Text block:
┌────────

At some moments, Elie begins to regard his father as a burden. In order to illustrate his experiences, one should look at the following quote, “If only I didn’t find him! If only I were relieved of this responsibility, I could use all my strength to fight for my own survival, to take care only of myself” (Wiesel 106). Yet, this thought immediately scares the main character and he becomes ashamed of himself. Even the very idea of leaving Shlomo is abhorrent to him.
The attachment to his father helps the protagonist retain his humanity. Elie sees that some people treated their parents in a very cruel way. For example, one of the prisoners simply beats his father (Wiesel 63). This behavior appalls Elie, and he tries to do his best to preserve his love or at least respect for Shlomo because he does not want to resemble other people who begin to display their worst qualities. It should be noted that the behavior described by the narrator was not unusual. Nazi officials attempted to reduce the prisoners of the concentration camps to the status of animals. Their only concern had to be the need for survival (Wachsmann 63). Under such circumstances, it was difficult for a person to retain his/her love or respect for other people (Niewyk 106). This issue is important for understanding the experiences of prisoners.

└────────

Written problem 1:
In the essay on Elie and his father, what did Nazi officials attempt to reduce the concentration camp prisoners to?
Written problem 2:
Pick up the essay on Elie and his father after its last sentence and carry it forward.
The lines after this essay on Elie and his father have nothing to do with it.

Material shown:
┌────────

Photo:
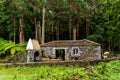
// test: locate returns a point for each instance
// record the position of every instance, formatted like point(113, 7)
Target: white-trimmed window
point(75, 50)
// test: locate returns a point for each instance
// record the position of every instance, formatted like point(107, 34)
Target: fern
point(9, 47)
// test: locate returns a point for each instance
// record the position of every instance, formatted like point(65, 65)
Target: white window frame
point(76, 52)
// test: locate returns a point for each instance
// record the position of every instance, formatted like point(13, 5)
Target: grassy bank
point(102, 71)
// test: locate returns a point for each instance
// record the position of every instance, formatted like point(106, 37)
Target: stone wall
point(80, 63)
point(85, 52)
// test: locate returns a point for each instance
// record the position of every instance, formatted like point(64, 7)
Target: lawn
point(102, 71)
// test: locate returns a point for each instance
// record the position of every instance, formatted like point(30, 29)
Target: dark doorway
point(60, 54)
point(36, 56)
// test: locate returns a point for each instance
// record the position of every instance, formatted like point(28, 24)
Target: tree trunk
point(39, 27)
point(21, 37)
point(87, 26)
point(14, 30)
point(77, 29)
point(43, 26)
point(70, 26)
point(74, 33)
point(52, 36)
point(57, 33)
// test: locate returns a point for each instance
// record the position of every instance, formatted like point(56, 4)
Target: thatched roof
point(33, 44)
point(68, 43)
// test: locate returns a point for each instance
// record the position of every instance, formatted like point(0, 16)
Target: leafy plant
point(10, 48)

└────────

Task result 1:
They attempted to reduce the prisoners to the status of animals.

Task result 2:
Nevertheless, despite these hardships, Elie manages to strengthen the bond that links his father and him. He understands that his father is probably the only reason why he retains his will to live. This is why he says, “I had no right to let myself die. What would he do without me?” (Wiesel 88). This quote is vital for understanding the transformation of Elie’s values. He can see that his love for his father is not a mere obligation imposed by the tradition. More likely, this is one of the things that can empower him. This idea is critical for describing the impacts of the Holocaust on many of the survivors.
On the whole, these examples indicate that the life in the concentration camps could dramatically transform the values and worldviews of an individual. The main character of this book understands that his father is probably the only reason why he is still willing to survive. Even though Elie witnesses many events which shatter some of his convictions, he can retain his loyalty to his father.
Niewyk, Donald. The Columbia Guide to the Holocaust, New York: Columbia University Press, 2000. Print.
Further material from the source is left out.